++++ INPUT DATA

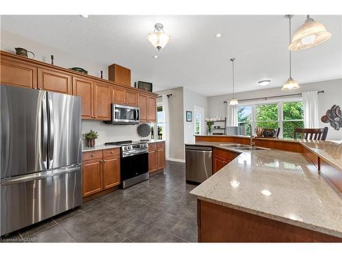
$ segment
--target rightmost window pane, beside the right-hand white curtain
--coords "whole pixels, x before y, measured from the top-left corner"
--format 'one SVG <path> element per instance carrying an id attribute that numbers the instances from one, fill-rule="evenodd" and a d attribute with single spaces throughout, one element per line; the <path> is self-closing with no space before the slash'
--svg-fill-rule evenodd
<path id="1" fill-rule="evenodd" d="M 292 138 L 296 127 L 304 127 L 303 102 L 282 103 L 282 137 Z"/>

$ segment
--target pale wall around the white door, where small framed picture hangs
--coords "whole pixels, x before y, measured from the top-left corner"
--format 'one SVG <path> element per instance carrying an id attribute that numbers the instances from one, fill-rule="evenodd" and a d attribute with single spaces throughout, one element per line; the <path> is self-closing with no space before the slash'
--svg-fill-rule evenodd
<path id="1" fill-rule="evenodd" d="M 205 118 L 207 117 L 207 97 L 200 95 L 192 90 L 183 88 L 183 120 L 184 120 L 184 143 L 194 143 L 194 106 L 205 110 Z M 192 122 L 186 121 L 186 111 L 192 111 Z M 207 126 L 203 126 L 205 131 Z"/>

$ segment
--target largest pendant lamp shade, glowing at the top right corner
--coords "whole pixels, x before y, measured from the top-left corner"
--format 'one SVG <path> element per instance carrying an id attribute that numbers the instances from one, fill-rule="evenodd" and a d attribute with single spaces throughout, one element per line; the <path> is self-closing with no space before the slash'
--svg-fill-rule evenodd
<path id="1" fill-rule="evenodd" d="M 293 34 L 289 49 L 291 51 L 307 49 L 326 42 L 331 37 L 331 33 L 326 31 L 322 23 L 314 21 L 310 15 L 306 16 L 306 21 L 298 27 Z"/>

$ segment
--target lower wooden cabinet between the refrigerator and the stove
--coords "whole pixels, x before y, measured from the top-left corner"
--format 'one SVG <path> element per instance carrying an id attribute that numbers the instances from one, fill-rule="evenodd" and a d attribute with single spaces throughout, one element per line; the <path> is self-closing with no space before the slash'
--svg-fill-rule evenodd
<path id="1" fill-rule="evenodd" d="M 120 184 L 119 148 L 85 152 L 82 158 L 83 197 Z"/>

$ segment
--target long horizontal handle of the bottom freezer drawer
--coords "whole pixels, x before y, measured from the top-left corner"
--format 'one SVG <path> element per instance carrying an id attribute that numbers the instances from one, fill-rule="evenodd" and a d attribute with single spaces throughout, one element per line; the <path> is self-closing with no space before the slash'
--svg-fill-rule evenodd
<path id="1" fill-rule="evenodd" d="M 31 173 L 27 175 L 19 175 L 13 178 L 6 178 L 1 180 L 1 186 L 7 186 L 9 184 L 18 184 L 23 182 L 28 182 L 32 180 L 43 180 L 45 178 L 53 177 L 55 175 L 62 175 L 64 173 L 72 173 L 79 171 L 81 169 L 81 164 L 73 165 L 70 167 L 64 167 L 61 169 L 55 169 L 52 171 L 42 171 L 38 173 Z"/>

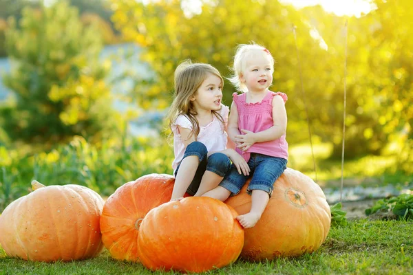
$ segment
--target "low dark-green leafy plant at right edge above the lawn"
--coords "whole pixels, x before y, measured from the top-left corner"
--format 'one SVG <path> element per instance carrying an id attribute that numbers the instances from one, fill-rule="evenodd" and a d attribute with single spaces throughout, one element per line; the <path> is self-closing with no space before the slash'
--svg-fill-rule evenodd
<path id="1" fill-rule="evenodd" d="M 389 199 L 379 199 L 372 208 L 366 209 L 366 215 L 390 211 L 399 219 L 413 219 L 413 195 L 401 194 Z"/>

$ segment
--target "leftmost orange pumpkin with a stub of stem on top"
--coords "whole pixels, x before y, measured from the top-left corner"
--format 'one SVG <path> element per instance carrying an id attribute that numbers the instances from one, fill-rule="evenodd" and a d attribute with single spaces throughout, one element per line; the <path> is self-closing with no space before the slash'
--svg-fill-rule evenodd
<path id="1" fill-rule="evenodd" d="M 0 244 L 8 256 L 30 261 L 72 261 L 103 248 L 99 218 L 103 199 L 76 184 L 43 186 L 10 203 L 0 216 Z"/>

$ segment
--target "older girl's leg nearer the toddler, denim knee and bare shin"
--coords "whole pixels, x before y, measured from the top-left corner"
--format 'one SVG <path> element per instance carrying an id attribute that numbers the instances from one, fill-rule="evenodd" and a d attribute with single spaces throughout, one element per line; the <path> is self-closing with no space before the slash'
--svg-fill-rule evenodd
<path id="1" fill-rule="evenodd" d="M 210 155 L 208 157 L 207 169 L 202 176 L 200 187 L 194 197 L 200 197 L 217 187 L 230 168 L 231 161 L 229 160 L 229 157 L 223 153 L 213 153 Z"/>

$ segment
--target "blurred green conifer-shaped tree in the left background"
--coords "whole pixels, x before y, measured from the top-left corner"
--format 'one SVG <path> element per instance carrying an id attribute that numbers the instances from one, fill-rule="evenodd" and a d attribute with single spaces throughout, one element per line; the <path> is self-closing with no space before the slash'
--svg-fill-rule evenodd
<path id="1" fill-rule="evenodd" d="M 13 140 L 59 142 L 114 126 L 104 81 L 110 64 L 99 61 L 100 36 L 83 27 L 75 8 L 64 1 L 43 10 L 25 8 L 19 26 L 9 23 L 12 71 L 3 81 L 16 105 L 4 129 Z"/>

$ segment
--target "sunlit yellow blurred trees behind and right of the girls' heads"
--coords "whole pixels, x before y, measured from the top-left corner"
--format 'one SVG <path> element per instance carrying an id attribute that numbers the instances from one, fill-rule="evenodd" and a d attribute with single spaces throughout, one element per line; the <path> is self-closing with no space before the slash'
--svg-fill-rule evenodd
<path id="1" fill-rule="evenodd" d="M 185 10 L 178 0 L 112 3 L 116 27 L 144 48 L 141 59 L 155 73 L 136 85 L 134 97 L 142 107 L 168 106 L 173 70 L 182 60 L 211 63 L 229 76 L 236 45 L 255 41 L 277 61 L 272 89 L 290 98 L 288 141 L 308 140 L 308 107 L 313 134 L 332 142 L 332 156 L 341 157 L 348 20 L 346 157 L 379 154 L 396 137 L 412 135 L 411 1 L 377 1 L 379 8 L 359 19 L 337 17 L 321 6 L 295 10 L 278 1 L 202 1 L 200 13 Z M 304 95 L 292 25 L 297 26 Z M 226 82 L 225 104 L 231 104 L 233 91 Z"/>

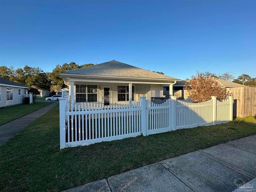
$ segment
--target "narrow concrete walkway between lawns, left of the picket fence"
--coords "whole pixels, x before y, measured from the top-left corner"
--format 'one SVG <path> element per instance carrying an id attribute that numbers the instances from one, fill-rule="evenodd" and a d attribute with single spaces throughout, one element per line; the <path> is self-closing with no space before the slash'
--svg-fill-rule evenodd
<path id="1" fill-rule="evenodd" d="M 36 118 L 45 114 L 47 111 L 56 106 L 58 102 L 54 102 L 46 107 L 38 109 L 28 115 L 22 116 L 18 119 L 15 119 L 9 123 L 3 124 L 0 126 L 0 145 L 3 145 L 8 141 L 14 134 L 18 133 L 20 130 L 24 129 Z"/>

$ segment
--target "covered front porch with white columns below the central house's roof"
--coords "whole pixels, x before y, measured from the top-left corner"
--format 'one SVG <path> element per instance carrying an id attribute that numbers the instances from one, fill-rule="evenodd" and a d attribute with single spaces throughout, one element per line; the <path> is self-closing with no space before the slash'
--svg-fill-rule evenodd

++++++++
++++ INPUT DATA

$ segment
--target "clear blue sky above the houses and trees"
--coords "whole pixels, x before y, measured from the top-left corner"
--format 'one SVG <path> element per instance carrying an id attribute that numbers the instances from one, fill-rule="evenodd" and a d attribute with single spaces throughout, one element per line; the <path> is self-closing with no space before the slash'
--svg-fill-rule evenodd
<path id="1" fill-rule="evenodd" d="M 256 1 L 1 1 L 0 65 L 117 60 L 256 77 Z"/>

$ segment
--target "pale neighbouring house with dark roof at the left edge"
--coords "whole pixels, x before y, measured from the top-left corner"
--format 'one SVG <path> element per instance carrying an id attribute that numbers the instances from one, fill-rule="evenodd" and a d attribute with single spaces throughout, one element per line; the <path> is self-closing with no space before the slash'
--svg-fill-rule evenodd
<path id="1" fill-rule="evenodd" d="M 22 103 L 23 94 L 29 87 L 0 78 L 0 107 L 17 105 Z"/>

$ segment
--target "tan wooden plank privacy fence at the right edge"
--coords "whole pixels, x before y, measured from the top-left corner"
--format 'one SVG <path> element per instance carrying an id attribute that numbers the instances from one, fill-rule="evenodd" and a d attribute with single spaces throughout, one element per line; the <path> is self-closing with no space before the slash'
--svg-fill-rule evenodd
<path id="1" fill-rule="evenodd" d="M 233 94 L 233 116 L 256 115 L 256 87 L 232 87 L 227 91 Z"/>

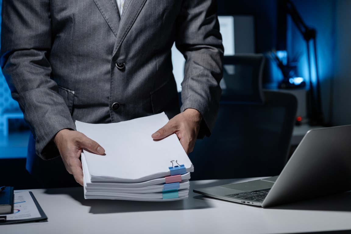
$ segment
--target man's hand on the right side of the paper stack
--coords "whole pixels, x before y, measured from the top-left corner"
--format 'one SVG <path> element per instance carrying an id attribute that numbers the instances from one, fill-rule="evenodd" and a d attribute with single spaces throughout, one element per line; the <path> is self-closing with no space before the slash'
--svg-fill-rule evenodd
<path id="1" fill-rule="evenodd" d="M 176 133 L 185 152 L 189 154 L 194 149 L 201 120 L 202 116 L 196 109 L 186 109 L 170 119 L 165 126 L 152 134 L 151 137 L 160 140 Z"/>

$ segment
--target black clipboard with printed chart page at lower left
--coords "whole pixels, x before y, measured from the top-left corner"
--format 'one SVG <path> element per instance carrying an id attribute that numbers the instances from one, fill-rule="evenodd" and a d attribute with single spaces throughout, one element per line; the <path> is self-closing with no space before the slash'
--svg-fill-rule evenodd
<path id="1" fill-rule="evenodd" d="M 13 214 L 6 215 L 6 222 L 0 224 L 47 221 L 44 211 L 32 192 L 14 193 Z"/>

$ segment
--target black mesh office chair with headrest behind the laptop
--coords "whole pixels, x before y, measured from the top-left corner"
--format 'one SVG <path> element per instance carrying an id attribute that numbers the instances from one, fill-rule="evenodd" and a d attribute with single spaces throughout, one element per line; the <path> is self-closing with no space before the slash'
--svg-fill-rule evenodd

++++++++
++++ INPUT DATA

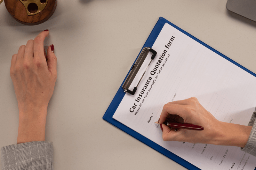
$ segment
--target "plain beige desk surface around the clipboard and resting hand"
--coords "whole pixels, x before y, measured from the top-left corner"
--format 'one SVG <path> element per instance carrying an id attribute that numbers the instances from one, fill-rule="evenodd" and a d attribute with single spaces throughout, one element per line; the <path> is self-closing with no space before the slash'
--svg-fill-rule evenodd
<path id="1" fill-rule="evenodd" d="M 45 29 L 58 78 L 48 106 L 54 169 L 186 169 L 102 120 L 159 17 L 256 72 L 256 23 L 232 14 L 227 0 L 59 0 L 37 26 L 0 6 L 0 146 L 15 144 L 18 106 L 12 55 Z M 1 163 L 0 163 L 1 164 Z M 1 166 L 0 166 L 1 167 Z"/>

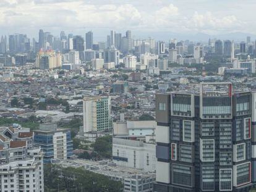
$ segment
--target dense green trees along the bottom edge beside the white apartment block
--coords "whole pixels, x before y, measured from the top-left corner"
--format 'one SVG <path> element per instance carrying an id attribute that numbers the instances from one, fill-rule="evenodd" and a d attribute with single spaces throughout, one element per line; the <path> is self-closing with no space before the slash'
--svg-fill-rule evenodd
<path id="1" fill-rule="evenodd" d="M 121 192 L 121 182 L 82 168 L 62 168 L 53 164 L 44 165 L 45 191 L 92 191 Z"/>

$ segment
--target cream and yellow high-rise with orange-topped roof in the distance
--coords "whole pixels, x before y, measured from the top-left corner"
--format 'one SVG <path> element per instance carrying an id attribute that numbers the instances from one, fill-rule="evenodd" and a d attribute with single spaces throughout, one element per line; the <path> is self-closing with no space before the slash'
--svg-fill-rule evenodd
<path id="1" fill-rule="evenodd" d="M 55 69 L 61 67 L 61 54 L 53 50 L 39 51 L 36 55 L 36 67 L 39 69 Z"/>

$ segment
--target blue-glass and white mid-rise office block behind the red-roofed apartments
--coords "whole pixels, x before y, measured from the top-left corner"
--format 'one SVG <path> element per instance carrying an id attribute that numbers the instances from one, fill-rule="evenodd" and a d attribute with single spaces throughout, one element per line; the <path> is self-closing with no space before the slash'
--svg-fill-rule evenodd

++++++++

DIRECTIONS FOR THIS TASK
Look over the records above and filter for each line with the word "office".

RESPONSE
--target black mesh office chair with headrest behind the laptop
--target blue-glass and white mid-rise office block behind the red-roofed apartments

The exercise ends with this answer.